Can you reproduce, word for word, the lines between the one holding "Each <instance> may" and the one holding "95L146 5L97 65L39", inclusive?

→ Data records
·····

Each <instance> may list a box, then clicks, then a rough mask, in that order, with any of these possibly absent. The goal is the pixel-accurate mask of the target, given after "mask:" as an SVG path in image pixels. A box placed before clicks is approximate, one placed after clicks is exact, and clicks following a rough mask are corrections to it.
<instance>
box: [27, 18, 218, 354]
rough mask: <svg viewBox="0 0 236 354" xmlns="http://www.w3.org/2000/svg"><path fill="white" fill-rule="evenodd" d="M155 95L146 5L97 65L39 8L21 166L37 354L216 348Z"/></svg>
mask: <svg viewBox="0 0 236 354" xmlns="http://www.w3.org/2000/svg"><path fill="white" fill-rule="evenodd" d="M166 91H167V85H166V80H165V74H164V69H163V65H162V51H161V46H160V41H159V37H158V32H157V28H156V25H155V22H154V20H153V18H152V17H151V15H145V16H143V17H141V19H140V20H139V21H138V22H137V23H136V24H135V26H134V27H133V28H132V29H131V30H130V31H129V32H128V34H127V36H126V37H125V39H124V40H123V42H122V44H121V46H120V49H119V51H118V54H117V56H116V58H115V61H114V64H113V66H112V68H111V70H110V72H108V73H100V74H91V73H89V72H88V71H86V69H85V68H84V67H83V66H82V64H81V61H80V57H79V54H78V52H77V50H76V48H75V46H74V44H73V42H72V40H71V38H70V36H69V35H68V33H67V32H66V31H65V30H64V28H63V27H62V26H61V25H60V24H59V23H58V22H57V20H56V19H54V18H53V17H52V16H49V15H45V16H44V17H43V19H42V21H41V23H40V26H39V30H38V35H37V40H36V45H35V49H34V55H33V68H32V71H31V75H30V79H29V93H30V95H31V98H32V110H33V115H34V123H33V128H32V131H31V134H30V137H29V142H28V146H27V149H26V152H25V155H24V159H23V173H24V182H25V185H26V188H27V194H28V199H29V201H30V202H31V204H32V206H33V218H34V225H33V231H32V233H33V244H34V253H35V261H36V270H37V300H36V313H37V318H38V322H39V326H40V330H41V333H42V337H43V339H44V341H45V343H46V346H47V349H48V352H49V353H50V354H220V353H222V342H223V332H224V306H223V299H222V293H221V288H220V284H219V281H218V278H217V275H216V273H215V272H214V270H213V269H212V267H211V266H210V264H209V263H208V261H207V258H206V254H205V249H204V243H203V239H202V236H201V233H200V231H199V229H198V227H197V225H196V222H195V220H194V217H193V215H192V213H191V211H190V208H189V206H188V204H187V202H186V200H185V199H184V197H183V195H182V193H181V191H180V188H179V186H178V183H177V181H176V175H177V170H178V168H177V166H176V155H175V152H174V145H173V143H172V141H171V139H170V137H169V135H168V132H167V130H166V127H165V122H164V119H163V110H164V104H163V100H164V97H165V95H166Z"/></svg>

·····

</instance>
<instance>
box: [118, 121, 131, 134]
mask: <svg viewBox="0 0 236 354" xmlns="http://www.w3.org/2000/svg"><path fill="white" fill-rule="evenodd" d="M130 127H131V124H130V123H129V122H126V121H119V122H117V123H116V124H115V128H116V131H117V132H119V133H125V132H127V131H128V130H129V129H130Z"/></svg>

·····

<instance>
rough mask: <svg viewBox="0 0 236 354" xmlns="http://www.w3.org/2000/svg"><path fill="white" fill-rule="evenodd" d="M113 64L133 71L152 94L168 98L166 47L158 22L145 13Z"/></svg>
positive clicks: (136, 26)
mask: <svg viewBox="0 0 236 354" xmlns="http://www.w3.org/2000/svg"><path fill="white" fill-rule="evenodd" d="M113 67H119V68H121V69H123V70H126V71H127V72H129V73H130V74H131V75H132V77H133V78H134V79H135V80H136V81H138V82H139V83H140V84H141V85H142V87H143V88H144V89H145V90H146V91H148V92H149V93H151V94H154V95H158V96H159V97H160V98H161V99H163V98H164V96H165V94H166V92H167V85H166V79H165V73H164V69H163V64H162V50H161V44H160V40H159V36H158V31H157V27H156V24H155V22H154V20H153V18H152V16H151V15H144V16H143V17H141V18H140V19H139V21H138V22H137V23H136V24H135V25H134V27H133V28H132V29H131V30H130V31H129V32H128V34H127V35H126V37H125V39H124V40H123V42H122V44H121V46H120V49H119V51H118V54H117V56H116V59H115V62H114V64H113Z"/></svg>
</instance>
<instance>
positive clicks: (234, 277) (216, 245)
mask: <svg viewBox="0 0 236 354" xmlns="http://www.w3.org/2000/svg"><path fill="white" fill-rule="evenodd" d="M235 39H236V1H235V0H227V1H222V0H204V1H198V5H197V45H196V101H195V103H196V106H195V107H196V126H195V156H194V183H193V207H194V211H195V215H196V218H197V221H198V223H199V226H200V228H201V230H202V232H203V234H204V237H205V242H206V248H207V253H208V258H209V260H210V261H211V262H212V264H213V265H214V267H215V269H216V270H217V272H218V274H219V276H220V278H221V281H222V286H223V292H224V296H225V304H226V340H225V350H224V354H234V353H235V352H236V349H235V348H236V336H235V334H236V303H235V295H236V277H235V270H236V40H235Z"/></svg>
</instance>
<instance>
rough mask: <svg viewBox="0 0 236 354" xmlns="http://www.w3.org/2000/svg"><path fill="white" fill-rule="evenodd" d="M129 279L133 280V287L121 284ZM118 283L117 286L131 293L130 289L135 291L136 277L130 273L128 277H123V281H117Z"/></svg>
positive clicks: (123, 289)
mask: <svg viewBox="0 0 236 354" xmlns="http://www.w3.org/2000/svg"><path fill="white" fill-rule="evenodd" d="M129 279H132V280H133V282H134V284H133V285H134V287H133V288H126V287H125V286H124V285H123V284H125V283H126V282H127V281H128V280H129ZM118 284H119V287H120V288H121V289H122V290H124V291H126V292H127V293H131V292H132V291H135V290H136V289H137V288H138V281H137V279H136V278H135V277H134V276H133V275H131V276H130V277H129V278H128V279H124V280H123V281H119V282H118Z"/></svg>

·····

→ Your solution
Each <instance> may list a box, then clicks, then a rough mask, in that order, with any of these possibly absent. The goal is the pixel-accurate mask of the target, given after "mask:" as an SVG path in image pixels. A box placed before clicks is approximate, one placed after clicks is exact, and clicks following a rough mask are corrections to it.
<instance>
box: [27, 18, 218, 354]
rough mask: <svg viewBox="0 0 236 354" xmlns="http://www.w3.org/2000/svg"><path fill="white" fill-rule="evenodd" d="M155 95L146 5L97 65L39 8L21 166L37 354L216 348Z"/></svg>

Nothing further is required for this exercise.